■ EXERCISE OBJECTIVE:
Write out, please, the line containing "cloud in this photo." together with all lines after it, up to and including the last one, with no other output.

■ ENTRIES SHOWN:
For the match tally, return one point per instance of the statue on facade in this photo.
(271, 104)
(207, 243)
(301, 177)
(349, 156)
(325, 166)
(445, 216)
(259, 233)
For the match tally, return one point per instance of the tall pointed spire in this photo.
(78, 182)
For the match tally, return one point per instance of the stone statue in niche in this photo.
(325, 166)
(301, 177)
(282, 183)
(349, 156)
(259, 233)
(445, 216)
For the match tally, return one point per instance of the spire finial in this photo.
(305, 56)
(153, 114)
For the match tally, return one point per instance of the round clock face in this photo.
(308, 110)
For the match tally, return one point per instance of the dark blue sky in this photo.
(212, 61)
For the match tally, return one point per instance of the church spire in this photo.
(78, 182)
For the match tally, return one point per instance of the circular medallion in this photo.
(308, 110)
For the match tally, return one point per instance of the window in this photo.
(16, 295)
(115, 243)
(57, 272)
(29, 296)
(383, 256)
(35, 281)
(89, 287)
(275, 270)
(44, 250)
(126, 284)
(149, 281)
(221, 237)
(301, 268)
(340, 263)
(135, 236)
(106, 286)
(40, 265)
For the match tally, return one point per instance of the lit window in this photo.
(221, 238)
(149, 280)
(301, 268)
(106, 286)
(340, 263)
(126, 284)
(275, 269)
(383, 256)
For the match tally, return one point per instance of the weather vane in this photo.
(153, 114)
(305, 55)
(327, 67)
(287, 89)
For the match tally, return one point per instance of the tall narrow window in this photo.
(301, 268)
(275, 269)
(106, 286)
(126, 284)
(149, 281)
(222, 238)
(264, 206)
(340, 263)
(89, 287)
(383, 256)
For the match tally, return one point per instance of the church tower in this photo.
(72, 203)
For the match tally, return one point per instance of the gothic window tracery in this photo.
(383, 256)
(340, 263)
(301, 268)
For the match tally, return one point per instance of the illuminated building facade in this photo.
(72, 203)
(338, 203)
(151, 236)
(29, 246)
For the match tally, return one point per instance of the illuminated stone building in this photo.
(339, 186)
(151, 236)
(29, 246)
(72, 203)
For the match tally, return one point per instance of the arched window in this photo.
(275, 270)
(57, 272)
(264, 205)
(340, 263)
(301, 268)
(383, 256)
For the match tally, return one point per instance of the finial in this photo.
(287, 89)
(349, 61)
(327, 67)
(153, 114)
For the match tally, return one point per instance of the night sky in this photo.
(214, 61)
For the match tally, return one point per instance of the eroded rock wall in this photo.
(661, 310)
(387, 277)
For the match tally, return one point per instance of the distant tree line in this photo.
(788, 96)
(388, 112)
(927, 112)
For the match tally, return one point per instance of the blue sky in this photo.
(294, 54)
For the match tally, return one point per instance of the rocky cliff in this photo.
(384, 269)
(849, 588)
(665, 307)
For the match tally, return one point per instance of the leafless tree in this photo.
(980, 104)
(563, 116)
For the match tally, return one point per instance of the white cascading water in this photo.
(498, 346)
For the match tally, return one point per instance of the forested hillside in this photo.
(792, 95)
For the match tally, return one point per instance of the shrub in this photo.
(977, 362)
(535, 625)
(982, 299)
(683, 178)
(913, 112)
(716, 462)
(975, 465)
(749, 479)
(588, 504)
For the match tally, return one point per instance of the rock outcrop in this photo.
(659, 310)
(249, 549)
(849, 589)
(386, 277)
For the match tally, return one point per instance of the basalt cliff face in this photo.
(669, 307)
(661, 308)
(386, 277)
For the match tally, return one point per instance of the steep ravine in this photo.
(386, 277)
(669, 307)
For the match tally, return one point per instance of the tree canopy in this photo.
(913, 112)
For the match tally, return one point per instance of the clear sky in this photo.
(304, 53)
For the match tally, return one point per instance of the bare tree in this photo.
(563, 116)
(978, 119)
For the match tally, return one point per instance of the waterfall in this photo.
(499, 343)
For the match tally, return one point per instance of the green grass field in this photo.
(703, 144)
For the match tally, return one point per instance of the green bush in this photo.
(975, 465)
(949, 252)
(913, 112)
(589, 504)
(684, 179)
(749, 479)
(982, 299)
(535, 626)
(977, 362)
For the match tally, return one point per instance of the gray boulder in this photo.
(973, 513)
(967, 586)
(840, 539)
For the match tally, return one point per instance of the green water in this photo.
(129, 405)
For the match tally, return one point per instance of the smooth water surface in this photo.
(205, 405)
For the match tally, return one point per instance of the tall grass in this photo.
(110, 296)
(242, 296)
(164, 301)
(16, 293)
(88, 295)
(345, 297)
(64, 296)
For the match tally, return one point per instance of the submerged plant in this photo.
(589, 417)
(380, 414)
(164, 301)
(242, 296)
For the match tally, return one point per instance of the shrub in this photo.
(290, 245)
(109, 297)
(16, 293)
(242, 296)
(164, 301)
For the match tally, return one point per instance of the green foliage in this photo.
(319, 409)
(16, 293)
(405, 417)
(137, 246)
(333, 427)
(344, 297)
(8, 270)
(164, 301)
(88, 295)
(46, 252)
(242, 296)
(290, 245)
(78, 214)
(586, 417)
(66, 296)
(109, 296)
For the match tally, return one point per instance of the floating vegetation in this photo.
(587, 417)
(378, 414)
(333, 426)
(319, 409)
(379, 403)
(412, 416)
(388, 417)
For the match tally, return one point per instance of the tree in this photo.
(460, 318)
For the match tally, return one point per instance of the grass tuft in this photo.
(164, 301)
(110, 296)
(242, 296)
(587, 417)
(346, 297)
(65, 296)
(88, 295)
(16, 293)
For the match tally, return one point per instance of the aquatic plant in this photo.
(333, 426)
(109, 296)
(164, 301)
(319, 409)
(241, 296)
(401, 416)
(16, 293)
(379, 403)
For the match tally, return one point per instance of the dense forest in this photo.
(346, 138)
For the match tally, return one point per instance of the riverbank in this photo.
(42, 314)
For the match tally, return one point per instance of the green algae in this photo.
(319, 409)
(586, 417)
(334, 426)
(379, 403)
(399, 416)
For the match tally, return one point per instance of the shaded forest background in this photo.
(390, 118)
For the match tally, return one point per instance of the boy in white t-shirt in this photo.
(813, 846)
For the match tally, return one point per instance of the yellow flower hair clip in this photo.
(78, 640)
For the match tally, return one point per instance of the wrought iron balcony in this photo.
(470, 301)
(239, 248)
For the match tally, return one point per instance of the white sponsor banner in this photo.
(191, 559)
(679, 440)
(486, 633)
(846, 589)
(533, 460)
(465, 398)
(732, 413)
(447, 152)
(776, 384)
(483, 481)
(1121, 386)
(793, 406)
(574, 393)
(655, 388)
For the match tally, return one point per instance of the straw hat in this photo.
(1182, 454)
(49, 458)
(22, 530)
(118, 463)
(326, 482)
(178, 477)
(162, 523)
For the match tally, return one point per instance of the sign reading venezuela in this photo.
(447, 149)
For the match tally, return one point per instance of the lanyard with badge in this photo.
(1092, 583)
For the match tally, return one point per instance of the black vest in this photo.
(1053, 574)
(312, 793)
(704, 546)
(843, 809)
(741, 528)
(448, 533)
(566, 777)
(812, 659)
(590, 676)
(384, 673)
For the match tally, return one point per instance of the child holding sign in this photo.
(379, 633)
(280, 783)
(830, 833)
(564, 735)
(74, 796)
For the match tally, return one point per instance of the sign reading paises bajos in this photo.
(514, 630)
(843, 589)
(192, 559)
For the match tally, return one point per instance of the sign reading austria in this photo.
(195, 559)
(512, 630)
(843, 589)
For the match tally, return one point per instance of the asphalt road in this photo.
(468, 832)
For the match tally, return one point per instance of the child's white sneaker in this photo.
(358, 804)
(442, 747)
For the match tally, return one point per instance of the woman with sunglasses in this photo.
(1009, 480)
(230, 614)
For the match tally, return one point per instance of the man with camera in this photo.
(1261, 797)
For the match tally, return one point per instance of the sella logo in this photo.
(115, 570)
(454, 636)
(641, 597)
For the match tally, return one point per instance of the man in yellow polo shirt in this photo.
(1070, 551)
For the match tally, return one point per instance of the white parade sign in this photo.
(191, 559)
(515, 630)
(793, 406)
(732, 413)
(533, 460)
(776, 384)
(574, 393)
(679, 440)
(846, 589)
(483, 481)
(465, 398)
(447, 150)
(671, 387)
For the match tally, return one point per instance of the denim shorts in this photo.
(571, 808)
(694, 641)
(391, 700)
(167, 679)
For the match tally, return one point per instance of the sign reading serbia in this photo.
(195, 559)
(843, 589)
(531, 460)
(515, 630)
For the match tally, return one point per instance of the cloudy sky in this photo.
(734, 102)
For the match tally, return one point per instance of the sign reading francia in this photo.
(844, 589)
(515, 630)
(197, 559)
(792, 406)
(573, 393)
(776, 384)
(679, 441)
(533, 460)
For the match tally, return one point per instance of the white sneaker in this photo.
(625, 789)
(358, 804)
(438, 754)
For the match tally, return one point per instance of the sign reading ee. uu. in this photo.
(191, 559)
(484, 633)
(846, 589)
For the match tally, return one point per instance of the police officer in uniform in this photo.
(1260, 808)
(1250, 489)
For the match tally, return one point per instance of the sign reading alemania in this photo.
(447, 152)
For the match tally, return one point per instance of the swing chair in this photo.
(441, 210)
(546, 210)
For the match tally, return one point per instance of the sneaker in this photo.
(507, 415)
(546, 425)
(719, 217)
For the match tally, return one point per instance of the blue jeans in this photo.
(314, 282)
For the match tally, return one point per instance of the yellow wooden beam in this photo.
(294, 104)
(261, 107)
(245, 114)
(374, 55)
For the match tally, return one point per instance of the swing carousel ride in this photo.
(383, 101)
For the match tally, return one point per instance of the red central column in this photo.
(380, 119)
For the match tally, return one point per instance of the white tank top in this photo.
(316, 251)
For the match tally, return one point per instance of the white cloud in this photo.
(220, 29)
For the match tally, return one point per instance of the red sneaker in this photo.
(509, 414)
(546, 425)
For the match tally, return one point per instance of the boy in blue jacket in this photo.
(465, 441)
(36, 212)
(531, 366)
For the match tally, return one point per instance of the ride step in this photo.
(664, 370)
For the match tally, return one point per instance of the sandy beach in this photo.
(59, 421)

■ WRITTEN SOLUTION:
For the match tally, return one point per instance of the white cloud in this photo.
(220, 29)
For the match tally, return one point per instance of the red sneaker in this photo.
(509, 414)
(546, 425)
For the match tally, return one point per instance of the boy in blue jacket in this photo.
(465, 441)
(36, 212)
(531, 366)
For the match tally, return one point per instance of the ride step in this photo.
(664, 370)
For the match tally, return one point per instance of the sandy beach in this photo.
(59, 421)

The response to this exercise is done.